Region outline entries

Start

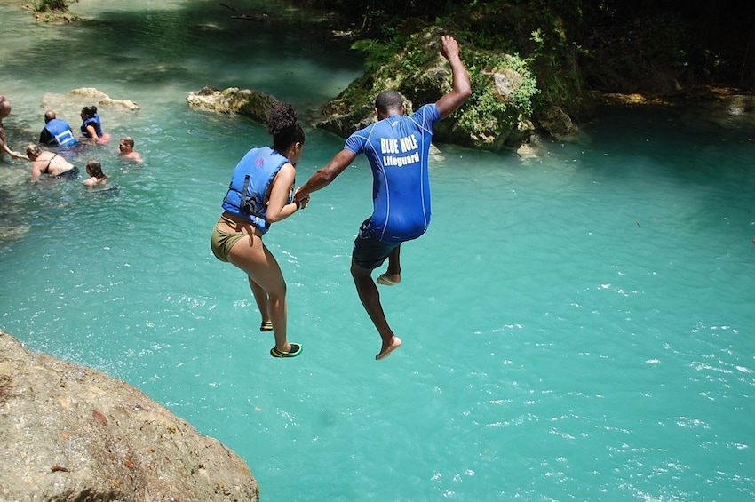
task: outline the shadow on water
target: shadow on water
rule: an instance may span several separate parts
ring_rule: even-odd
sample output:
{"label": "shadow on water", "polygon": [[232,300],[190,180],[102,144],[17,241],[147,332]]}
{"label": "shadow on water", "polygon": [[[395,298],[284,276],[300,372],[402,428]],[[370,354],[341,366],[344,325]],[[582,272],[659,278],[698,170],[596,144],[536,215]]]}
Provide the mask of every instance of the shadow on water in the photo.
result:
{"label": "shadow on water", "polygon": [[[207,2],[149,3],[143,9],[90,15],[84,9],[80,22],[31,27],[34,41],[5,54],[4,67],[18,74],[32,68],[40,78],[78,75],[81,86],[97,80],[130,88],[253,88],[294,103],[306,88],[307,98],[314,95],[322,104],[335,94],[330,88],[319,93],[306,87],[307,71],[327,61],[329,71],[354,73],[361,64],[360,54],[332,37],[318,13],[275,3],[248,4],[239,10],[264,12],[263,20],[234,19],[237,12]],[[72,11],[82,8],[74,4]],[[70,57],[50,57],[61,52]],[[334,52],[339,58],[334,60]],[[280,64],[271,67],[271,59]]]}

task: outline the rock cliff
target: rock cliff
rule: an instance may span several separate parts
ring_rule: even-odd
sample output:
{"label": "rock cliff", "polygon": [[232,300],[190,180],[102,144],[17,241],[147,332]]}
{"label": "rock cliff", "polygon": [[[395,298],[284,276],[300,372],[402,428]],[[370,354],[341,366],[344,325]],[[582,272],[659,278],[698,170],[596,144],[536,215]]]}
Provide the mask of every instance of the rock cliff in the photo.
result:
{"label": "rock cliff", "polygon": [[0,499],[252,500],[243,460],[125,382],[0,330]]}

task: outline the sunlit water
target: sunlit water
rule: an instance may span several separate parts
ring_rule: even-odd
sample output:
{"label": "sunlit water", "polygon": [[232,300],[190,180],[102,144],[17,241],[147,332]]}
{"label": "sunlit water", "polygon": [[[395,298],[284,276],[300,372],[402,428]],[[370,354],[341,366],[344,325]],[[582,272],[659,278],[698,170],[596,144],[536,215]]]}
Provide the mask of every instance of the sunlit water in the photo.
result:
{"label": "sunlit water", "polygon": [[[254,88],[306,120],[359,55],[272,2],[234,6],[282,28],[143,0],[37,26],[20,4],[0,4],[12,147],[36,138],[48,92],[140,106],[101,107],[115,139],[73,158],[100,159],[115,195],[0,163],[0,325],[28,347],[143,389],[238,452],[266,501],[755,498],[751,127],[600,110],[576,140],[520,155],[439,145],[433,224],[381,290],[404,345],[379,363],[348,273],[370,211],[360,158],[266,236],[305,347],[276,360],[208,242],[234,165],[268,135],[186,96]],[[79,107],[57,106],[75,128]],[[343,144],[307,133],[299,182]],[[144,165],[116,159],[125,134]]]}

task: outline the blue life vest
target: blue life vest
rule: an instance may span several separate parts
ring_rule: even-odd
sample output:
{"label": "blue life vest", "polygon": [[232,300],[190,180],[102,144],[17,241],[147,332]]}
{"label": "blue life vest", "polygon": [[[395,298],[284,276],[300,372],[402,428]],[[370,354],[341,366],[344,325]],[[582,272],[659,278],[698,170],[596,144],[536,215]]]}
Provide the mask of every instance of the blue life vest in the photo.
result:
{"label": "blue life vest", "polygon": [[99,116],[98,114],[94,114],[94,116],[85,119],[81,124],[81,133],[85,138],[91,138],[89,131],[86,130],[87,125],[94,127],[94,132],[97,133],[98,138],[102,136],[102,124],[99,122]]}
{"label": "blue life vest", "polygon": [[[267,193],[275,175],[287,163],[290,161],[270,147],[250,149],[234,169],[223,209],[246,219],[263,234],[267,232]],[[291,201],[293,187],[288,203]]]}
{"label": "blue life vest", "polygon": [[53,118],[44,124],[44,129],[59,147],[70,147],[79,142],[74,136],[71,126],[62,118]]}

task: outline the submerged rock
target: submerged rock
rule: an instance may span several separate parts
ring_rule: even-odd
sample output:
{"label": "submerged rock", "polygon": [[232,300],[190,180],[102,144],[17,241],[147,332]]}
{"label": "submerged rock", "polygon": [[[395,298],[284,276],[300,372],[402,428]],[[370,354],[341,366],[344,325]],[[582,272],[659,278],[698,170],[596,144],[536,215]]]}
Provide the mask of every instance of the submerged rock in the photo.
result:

End

## PROBLEM DETAILS
Quote every record above exactly, omitting any pictures they contain.

## RESPONSE TO THIS TASK
task: outline the shadow on water
target: shadow on water
rule: an instance may span several separate parts
ring_rule: even-odd
sample output:
{"label": "shadow on water", "polygon": [[232,300],[190,180],[102,144],[17,241],[147,332]]}
{"label": "shadow on water", "polygon": [[[395,298],[284,276],[300,372],[402,428]],[[370,354],[341,366],[344,325]],[[582,272],[659,278],[698,170],[596,144],[536,215]]]}
Provide the mask of every instance of the shadow on water in the photo.
result:
{"label": "shadow on water", "polygon": [[[207,2],[149,3],[143,9],[90,15],[84,9],[80,22],[31,27],[34,41],[5,54],[4,67],[18,74],[32,68],[40,78],[78,75],[81,86],[97,80],[130,88],[253,88],[294,103],[306,88],[307,98],[314,95],[322,104],[335,94],[330,88],[319,93],[306,87],[307,71],[327,61],[329,71],[354,73],[361,64],[360,54],[332,37],[318,13],[275,3],[248,4],[239,10],[264,12],[263,20],[234,19],[237,12]],[[72,11],[82,8],[74,4]],[[70,57],[50,57],[61,52]],[[334,52],[339,58],[334,60]],[[280,64],[271,67],[271,59]]]}

task: outline the rock cliff
target: rock cliff
rule: an instance may span several separate parts
ring_rule: even-odd
sample output:
{"label": "rock cliff", "polygon": [[232,300],[190,180],[102,144],[17,241],[147,332]]}
{"label": "rock cliff", "polygon": [[[395,298],[284,276],[300,372],[402,428]],[[370,354],[341,366],[344,325]],[[582,272],[659,278],[698,170],[596,144],[536,215]]]}
Provide the mask of every instance of the rock cliff in the photo.
result:
{"label": "rock cliff", "polygon": [[0,499],[252,500],[243,460],[125,382],[0,330]]}

task: outline the sunlit water
target: sunlit water
rule: an instance may span several separate parts
ring_rule: even-odd
sample output:
{"label": "sunlit water", "polygon": [[232,300],[190,180],[102,144],[17,241],[147,332]]}
{"label": "sunlit water", "polygon": [[[395,298],[284,276],[300,372],[402,428]],[[370,354],[341,366],[344,325]],[[582,272],[659,278],[698,170],[596,144],[536,215]]]}
Provide the mask of every instance of the sunlit water in the photo.
result:
{"label": "sunlit water", "polygon": [[[254,88],[306,120],[359,55],[272,2],[234,6],[282,28],[143,0],[37,26],[20,4],[0,4],[12,147],[36,138],[48,92],[140,106],[101,107],[115,139],[73,158],[100,159],[115,195],[0,163],[0,325],[28,347],[143,389],[238,452],[266,501],[755,498],[751,127],[600,110],[576,140],[520,155],[439,145],[433,224],[381,290],[404,345],[379,363],[348,273],[370,211],[360,158],[266,236],[305,347],[276,360],[208,242],[234,165],[268,135],[186,96]],[[79,107],[57,106],[75,128]],[[343,144],[307,133],[299,182]],[[144,165],[116,159],[125,134]]]}

task: outline the blue life vest
target: blue life vest
rule: an instance may span several separate parts
ring_rule: even-odd
sample output:
{"label": "blue life vest", "polygon": [[232,300],[190,180],[102,144],[17,241],[147,332]]}
{"label": "blue life vest", "polygon": [[[395,298],[284,276],[300,372],[402,428]],[[370,354],[341,366],[344,325]],[[582,272],[659,278],[698,170],[596,144],[536,215]]]}
Provide the mask of every instance of the blue life vest in the photo.
result:
{"label": "blue life vest", "polygon": [[99,116],[98,114],[94,114],[94,116],[85,119],[81,124],[81,133],[85,138],[91,138],[89,131],[86,130],[87,125],[94,127],[94,132],[97,133],[98,138],[102,136],[102,124],[99,122]]}
{"label": "blue life vest", "polygon": [[[267,193],[275,175],[287,163],[290,161],[270,147],[250,149],[234,169],[223,209],[246,219],[263,234],[267,232]],[[291,201],[293,187],[288,203]]]}
{"label": "blue life vest", "polygon": [[53,118],[44,124],[44,129],[59,147],[70,147],[79,142],[74,136],[71,126],[62,118]]}

task: outline the submerged rock
target: submerged rock
rule: an instance may span several separate parts
ring_rule: even-odd
sample output:
{"label": "submerged rock", "polygon": [[232,300],[190,180],[102,144],[17,241],[147,332]]}
{"label": "submerged rock", "polygon": [[[395,298],[284,276],[300,372],[402,428]],[[370,354],[341,366],[344,325]],[[582,272],[659,278],[698,170],[596,144],[536,215]]]}
Provide the mask of every instance of the submerged rock in the photo.
result:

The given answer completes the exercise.